YOUR GOAL: Print out the data below. Do not alter a single line.
*** Opening of DATA FOR PROCESSING ***
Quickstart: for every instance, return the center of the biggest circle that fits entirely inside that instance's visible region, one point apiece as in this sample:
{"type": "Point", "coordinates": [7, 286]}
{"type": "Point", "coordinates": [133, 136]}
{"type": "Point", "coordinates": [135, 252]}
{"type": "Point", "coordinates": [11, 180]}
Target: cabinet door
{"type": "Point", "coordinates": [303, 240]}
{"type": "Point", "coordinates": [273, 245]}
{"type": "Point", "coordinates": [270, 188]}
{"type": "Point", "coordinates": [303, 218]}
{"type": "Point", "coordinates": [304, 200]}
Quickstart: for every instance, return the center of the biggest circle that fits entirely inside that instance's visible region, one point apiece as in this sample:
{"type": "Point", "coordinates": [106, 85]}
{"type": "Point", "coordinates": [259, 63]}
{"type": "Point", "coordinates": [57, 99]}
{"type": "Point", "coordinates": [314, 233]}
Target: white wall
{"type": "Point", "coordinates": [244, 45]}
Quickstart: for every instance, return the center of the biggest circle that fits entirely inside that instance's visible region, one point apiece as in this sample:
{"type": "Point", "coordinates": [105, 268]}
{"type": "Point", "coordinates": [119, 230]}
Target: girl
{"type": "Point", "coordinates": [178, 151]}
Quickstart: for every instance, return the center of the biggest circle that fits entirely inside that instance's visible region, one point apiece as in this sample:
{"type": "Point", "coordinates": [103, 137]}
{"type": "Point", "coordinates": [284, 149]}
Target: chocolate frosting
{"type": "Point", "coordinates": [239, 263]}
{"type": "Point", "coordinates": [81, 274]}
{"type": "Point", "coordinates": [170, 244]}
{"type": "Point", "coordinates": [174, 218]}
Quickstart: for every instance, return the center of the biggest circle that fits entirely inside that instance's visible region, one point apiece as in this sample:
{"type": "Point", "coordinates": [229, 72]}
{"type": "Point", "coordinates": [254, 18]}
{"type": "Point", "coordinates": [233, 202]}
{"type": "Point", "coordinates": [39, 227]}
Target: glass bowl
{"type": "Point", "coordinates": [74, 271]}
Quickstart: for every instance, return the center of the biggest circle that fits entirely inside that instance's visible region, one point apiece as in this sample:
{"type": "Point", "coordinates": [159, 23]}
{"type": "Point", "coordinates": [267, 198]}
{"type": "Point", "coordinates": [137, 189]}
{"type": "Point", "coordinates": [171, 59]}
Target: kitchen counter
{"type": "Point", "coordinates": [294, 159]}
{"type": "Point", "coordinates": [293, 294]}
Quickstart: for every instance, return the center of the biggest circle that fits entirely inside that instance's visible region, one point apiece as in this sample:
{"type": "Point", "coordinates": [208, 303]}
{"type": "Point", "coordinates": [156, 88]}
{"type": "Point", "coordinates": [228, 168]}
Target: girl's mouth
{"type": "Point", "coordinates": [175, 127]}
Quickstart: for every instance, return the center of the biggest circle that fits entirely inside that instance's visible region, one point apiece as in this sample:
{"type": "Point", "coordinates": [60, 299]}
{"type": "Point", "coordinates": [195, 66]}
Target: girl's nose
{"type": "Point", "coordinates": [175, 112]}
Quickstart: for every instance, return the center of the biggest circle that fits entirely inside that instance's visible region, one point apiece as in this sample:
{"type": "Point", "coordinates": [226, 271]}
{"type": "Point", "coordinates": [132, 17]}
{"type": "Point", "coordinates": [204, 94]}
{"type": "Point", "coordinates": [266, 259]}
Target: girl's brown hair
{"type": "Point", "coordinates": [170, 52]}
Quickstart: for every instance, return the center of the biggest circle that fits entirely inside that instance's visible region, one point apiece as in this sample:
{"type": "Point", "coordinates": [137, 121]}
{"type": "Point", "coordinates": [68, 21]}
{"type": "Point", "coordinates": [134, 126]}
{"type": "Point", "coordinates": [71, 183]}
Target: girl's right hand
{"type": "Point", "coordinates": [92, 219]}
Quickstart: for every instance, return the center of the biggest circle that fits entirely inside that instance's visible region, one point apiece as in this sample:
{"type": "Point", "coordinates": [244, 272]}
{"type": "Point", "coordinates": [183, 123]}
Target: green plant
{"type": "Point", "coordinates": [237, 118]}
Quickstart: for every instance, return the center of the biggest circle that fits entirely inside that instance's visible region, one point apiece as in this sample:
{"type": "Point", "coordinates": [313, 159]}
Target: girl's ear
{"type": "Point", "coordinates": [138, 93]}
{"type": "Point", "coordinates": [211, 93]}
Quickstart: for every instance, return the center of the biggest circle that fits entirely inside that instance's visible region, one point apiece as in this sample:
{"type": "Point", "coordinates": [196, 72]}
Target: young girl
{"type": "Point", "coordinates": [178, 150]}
*** Close of DATA FOR PROCESSING ***
THE COMPLETED TASK:
Quickstart: for every instance, return the center of the biggest circle that fits entirely inside that instance's visible region, one point apiece as in this sample:
{"type": "Point", "coordinates": [7, 286]}
{"type": "Point", "coordinates": [133, 136]}
{"type": "Point", "coordinates": [135, 252]}
{"type": "Point", "coordinates": [11, 180]}
Target: cabinet door
{"type": "Point", "coordinates": [303, 240]}
{"type": "Point", "coordinates": [273, 245]}
{"type": "Point", "coordinates": [270, 188]}
{"type": "Point", "coordinates": [303, 218]}
{"type": "Point", "coordinates": [304, 200]}
Quickstart: for every instance, return the center of the biggest circle that fits entirely inside that instance's visible region, one point apiece as in this sample:
{"type": "Point", "coordinates": [106, 85]}
{"type": "Point", "coordinates": [259, 63]}
{"type": "Point", "coordinates": [57, 99]}
{"type": "Point", "coordinates": [314, 233]}
Target: white wall
{"type": "Point", "coordinates": [244, 45]}
Quickstart: for every instance, return the center of the biggest circle that fits entirely inside that instance's visible region, one point apiece as in this sample:
{"type": "Point", "coordinates": [105, 268]}
{"type": "Point", "coordinates": [119, 230]}
Target: girl
{"type": "Point", "coordinates": [178, 151]}
Quickstart: for every instance, return the center of the biggest circle that fits entirely inside that instance's visible region, one point apiece as in this sample:
{"type": "Point", "coordinates": [103, 137]}
{"type": "Point", "coordinates": [284, 149]}
Target: chocolate frosting
{"type": "Point", "coordinates": [239, 263]}
{"type": "Point", "coordinates": [81, 274]}
{"type": "Point", "coordinates": [170, 244]}
{"type": "Point", "coordinates": [174, 218]}
Quickstart: for every instance, return the center of the biggest circle that fits entirely inside that instance's visible region, one point apiece as in this sample:
{"type": "Point", "coordinates": [229, 72]}
{"type": "Point", "coordinates": [254, 18]}
{"type": "Point", "coordinates": [233, 202]}
{"type": "Point", "coordinates": [39, 227]}
Target: glass bowl
{"type": "Point", "coordinates": [74, 271]}
Quickstart: for every instance, return the center of the biggest circle that fits entirely inside that instance's visible region, one point apiece as in this sample:
{"type": "Point", "coordinates": [159, 23]}
{"type": "Point", "coordinates": [267, 198]}
{"type": "Point", "coordinates": [137, 189]}
{"type": "Point", "coordinates": [171, 59]}
Target: kitchen counter
{"type": "Point", "coordinates": [294, 159]}
{"type": "Point", "coordinates": [293, 294]}
Quickstart: for every instance, return the center of the biggest circle that fits entirely inside that instance's visible region, one point apiece as in this sample:
{"type": "Point", "coordinates": [208, 303]}
{"type": "Point", "coordinates": [156, 88]}
{"type": "Point", "coordinates": [228, 168]}
Target: girl's mouth
{"type": "Point", "coordinates": [175, 127]}
Quickstart: for every instance, return the center of the biggest circle that fits entirely inside that instance's visible region, one point apiece as in this sample:
{"type": "Point", "coordinates": [60, 299]}
{"type": "Point", "coordinates": [195, 66]}
Target: girl's nose
{"type": "Point", "coordinates": [175, 112]}
Quickstart: for every instance, return the center of the biggest circle that fits entirely inside that instance's visible region, one point apiece as in this sample:
{"type": "Point", "coordinates": [226, 271]}
{"type": "Point", "coordinates": [132, 17]}
{"type": "Point", "coordinates": [204, 94]}
{"type": "Point", "coordinates": [266, 259]}
Target: girl's brown hair
{"type": "Point", "coordinates": [170, 52]}
Quickstart: for every instance, return the center of the biggest circle that fits entirely inside that instance's visible region, one point apiece as in this sample:
{"type": "Point", "coordinates": [137, 121]}
{"type": "Point", "coordinates": [68, 21]}
{"type": "Point", "coordinates": [134, 126]}
{"type": "Point", "coordinates": [71, 183]}
Target: girl's right hand
{"type": "Point", "coordinates": [92, 219]}
Quickstart: for every instance, return the center of the biggest circle that fits entirely inside that instance's visible region, one point apiece as in this sample:
{"type": "Point", "coordinates": [244, 272]}
{"type": "Point", "coordinates": [183, 123]}
Target: green plant
{"type": "Point", "coordinates": [237, 118]}
Quickstart: for every instance, return the center of the biggest circle that fits entirely inside that instance's visible region, one point apiece as in this sample:
{"type": "Point", "coordinates": [313, 159]}
Target: girl's ear
{"type": "Point", "coordinates": [138, 93]}
{"type": "Point", "coordinates": [211, 93]}
Quickstart: for every instance, return the center of the biggest circle that fits entirely inside that instance's visible region, one point apiece as in this sample:
{"type": "Point", "coordinates": [196, 72]}
Target: young girl
{"type": "Point", "coordinates": [178, 150]}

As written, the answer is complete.